* **TEXT PROVIDED**:
────────────────
Complete these steps for each property, track generated artifacts, and retain keystore/password information securely. Running the commands in the order above delivers a full seed-to-contract submission for the Elephant Network.

Utility Commands

These helpers support cross-checking hashes, translating identifiers, and auditing previously submitted payloads.

Convert Hex Hashes to CID

elephant-cli hex-to-cid 0x1220e828d7cf579e7a7b2c60cffd66a4663b4857670f2ec16125cb22f1affc6c \
  --validate

What it does

  • Validates an Ethereum-style 0x-prefixed (or bare) 32-byte hex string.
  • Converts the hash to a base32 CIDv1 using the raw codec and prints it to stdout.

Input

  • One 32-byte hex hash (with or without 0x).

Output

  • CID string on stdout. With --quiet, emits the CID only; otherwise prefixes output with CID:.

Options

Option Description Default
-v, --validate Print confirmation that the hex input is valid before conversion. false
-q, --quiet Suppress labels and emit just the CID string. false

Convert CID to Hex Hash

elephant-cli cid-to-hex bafkreicfajrgq6qicnclpbg4qolyhm6co74fcwrkm7n6dyx4qw5bpjvlfe \
  --validate

What it does

  • Validates a CIDv1 string.
  • Converts the CID into the 32-byte hex hash expected by on-chain contracts.

Input

  • One CIDv1 string (multibase base32, usually beginning with b).

Output

  • 32-byte hex hash on stdout (prefixed with Hex: unless --quiet is used).

Options

Option Description Default
-v, --validate Print confirmation that the CID input is valid before conversion. false
-q, --quiet Suppress labels and emit just the hex string. false

Fetch Data from IPFS or Transactions

elephant-cli fetch-data bafkreicfajrgq6qicnclpbg4qolyhm6co74fcwrkm7n6dyx4qw5bpjvlfe \
  --output-zip fetched-data.zip \
  --gateway https://gateway.pinata.cloud/ipfs

You can also supply a Polygon transaction hash (32-byte hex). When a transaction is provided, the CLI resolves its logged dataset hashes via the configured RPC endpoint before downloading referenced CIDs.
────────────────
* **AVAILABLE DATA**:
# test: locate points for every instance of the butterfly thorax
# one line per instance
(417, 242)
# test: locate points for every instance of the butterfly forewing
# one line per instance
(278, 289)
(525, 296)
────────────────
* **TASKS TO CARRY OUT**:
**a.** Rewrite the Elephant CLI text from "Complete these steps" to "the Elephant Network.", replacing "property" with "parcel".
**b.** For each statement, say yes or no depending on whether it agrees with the Elephant CLI text, and quote the deciding words. (i) The hex-to-cid command accepts a hex hash that lacks the 0x prefix. (ii) The cid-to-hex command converts a CID into a base32 string. (iii) The fetch-data command can take a Polygon transaction hash instead of a CID.

* **PER-TASK ANSWERS**:
**a.**
Complete these steps for each parcel, track generated artifacts, and retain keystore/password information securely. Running the commands in the order above delivers a full seed-to-contract submission for the Elephant Network.

**b.**
(i) Yes: "One 32-byte hex hash (with or without 0x)."
(ii) No: "Converts the CID into the 32-byte hex hash expected by on-chain contracts."
(iii) Yes: "You can also supply a Polygon transaction hash (32-byte hex)."